RECORDS TO USE –

........

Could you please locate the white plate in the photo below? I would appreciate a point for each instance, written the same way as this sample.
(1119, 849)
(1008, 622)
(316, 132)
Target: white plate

........

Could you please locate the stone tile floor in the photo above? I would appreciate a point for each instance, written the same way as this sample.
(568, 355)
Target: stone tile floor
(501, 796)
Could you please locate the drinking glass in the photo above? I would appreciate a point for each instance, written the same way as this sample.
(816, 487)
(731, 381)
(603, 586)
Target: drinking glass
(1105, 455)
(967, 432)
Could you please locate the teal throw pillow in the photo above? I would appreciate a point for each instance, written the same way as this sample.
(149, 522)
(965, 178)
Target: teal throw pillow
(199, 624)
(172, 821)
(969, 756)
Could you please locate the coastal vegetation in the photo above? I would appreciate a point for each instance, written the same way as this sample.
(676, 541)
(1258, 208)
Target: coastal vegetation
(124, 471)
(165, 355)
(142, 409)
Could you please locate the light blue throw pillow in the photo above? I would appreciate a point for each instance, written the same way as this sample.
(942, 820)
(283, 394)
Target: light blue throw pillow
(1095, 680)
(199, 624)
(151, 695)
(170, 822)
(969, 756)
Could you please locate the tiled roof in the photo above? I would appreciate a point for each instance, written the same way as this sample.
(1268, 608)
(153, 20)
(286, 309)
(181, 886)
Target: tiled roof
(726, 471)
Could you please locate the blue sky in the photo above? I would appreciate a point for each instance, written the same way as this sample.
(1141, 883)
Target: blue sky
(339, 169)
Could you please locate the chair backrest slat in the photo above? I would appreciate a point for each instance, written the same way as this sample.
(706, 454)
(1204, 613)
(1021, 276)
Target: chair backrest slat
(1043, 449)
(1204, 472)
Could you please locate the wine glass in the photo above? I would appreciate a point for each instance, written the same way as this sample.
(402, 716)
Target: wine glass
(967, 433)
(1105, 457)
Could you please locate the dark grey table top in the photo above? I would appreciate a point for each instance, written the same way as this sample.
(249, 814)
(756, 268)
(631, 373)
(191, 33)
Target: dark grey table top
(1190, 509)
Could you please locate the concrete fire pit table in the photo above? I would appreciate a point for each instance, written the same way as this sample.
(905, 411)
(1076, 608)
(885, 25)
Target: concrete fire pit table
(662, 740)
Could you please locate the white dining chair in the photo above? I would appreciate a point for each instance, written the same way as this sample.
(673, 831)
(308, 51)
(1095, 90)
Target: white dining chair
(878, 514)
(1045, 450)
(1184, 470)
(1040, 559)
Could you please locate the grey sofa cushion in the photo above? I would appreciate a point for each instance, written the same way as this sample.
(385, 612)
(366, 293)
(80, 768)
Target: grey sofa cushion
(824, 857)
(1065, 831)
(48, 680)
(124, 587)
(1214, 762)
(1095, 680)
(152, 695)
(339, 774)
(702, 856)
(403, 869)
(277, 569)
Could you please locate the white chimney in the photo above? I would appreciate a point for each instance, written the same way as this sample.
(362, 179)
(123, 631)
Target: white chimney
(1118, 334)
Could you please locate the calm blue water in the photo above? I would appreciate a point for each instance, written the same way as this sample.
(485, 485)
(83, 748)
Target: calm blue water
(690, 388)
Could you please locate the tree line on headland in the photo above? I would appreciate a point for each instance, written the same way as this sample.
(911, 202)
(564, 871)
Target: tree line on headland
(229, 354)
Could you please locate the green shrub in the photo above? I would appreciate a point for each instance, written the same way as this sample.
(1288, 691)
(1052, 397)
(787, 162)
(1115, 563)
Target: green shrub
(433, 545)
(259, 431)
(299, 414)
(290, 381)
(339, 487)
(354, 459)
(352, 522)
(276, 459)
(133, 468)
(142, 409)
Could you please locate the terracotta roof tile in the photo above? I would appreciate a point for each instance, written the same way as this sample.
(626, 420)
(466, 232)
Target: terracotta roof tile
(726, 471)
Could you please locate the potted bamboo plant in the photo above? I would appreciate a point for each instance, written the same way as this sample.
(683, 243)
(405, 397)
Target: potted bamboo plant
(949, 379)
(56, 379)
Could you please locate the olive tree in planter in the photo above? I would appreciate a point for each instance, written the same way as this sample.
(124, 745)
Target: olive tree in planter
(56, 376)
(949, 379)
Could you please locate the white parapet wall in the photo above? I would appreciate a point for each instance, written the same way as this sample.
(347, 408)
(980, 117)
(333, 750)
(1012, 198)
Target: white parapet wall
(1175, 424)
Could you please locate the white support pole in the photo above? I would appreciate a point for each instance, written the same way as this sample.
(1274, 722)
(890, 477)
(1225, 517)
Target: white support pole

........

Update the records in the stretch from the line that contains "Could you please locate the green" through the line that contains "Target: white support pole" by replacing "terracotta" with "clay", and give those lines again with nothing else changed.

Could you please locate the green shrub in the photo above? I would appreciate a point for each instance, written the same way as this sample.
(1288, 691)
(1052, 397)
(787, 162)
(1115, 563)
Target: green shrub
(433, 545)
(259, 431)
(299, 414)
(290, 381)
(339, 487)
(354, 459)
(352, 522)
(276, 459)
(133, 468)
(142, 409)
Could you please locate the clay roof tile in the photo above? I would appreciate a point for each instance, written the same way as this sample.
(626, 420)
(466, 232)
Target: clay roof tile
(726, 471)
Could you please locate the potted bamboo plant in the photo above? I would appreciate a point for each instance, written the same way as this sample.
(683, 243)
(405, 397)
Target: potted bamboo plant
(949, 379)
(56, 379)
Could you please locate the olive tree in planter in the photo above? I would appreciate a point for each instance, written the same way as this sample.
(124, 745)
Target: olive tree in planter
(56, 376)
(949, 379)
Could you please locate the white parapet wall in the photo above? I would appreciate a point for each instance, written the same way as this sample.
(347, 408)
(980, 117)
(333, 750)
(1012, 198)
Target: white parapet wall
(1175, 424)
Could you please locate the white support pole in the photo above? I would appreciate a point for each instance, written the same way as this sample.
(1274, 722)
(890, 477)
(1225, 517)
Target: white support pole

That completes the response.